[Supplied material start]

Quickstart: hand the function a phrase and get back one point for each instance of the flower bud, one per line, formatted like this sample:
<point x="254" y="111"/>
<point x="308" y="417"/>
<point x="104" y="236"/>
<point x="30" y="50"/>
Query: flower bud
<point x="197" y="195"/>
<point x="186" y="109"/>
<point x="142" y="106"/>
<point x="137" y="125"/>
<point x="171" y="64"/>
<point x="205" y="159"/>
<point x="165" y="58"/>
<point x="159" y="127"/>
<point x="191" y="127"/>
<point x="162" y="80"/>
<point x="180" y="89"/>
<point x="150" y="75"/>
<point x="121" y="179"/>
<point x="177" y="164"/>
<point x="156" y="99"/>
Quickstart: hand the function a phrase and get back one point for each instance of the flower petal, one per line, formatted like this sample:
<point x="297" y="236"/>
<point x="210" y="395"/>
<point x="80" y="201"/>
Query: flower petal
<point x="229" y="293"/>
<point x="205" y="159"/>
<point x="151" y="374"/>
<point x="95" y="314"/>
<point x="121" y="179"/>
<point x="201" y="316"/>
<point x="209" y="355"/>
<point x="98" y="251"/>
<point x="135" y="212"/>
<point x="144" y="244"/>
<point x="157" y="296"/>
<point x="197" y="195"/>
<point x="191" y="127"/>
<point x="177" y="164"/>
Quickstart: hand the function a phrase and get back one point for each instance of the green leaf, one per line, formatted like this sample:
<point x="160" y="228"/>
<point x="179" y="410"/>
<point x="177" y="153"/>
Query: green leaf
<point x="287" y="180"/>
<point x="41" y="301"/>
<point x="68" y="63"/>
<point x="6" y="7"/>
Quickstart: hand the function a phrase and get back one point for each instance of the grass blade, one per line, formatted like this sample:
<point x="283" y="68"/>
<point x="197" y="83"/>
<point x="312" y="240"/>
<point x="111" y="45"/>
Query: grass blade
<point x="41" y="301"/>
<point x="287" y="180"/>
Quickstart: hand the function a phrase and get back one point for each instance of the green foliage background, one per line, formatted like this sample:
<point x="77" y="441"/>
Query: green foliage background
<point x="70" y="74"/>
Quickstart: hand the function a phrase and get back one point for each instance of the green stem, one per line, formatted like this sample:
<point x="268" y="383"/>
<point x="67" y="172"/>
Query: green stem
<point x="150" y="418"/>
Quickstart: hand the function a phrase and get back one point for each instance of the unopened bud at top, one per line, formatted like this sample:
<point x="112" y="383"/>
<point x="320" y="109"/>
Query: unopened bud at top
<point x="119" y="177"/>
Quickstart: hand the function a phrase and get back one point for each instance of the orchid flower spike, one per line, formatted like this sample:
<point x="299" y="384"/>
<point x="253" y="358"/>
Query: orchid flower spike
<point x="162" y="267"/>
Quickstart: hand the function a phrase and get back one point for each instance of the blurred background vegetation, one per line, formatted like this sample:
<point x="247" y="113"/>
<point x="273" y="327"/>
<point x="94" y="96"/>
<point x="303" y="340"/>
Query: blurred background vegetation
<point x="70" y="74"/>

[Supplied material end]

» What the exercise asks: Duplicate every line of the records above verbatim, from the first line through the last, with no changes.

» Task answer:
Quickstart: hand the function a phrase and get back one point for each instance of the flower bud, one per line, formatted like this sample:
<point x="254" y="111"/>
<point x="308" y="417"/>
<point x="104" y="236"/>
<point x="30" y="50"/>
Query: flower bud
<point x="197" y="195"/>
<point x="186" y="109"/>
<point x="142" y="106"/>
<point x="137" y="125"/>
<point x="171" y="64"/>
<point x="205" y="159"/>
<point x="165" y="58"/>
<point x="159" y="127"/>
<point x="191" y="127"/>
<point x="162" y="80"/>
<point x="180" y="89"/>
<point x="150" y="75"/>
<point x="121" y="179"/>
<point x="177" y="164"/>
<point x="156" y="99"/>
Quickstart: hand the function a phrase and get back one point for each instance of the flower petal, one per line, formatted like this sample:
<point x="297" y="236"/>
<point x="210" y="395"/>
<point x="80" y="201"/>
Query: flower petal
<point x="229" y="293"/>
<point x="205" y="159"/>
<point x="151" y="374"/>
<point x="95" y="314"/>
<point x="121" y="179"/>
<point x="201" y="316"/>
<point x="209" y="355"/>
<point x="98" y="251"/>
<point x="135" y="212"/>
<point x="144" y="244"/>
<point x="157" y="296"/>
<point x="197" y="195"/>
<point x="191" y="127"/>
<point x="177" y="164"/>
Quickstart: hand the function a phrase and get back one point for each instance of the green leaf, one per line, formatted like this sample:
<point x="160" y="228"/>
<point x="179" y="410"/>
<point x="177" y="153"/>
Query: green leaf
<point x="287" y="180"/>
<point x="41" y="301"/>
<point x="68" y="63"/>
<point x="6" y="7"/>
Quickstart: hand the function a phrase and get back one point for each instance of the grass blade, one per line, formatted like this sample:
<point x="283" y="68"/>
<point x="197" y="83"/>
<point x="312" y="240"/>
<point x="111" y="45"/>
Query: grass blade
<point x="41" y="301"/>
<point x="287" y="180"/>
Quickstart: hand the function a phrase and get back one point for each instance of the green foliage background, one per line, formatted like this sample:
<point x="77" y="441"/>
Query: green foliage background
<point x="70" y="74"/>
Quickstart: hand the function a phrase and get back one point for each instance of the green stem, one per line, formatted like this sample:
<point x="268" y="383"/>
<point x="67" y="172"/>
Query: green stem
<point x="150" y="418"/>
Quickstart: hand the function a phrase and get back one point for each instance of the unopened bud at top, one per line, formatted like this sample:
<point x="112" y="383"/>
<point x="320" y="109"/>
Query: unopened bud at top
<point x="119" y="177"/>
Quickstart: hand the function a phrase and get back one point for each instance of the orchid flower spike, one per line, formatted like this sample:
<point x="299" y="384"/>
<point x="253" y="358"/>
Query: orchid flower spike
<point x="162" y="267"/>
Quickstart: hand the function a phrase and get back one point for each instance of the blurred background vegetation, one per line, formatted like this sample:
<point x="247" y="113"/>
<point x="273" y="327"/>
<point x="94" y="96"/>
<point x="303" y="340"/>
Query: blurred background vegetation
<point x="70" y="74"/>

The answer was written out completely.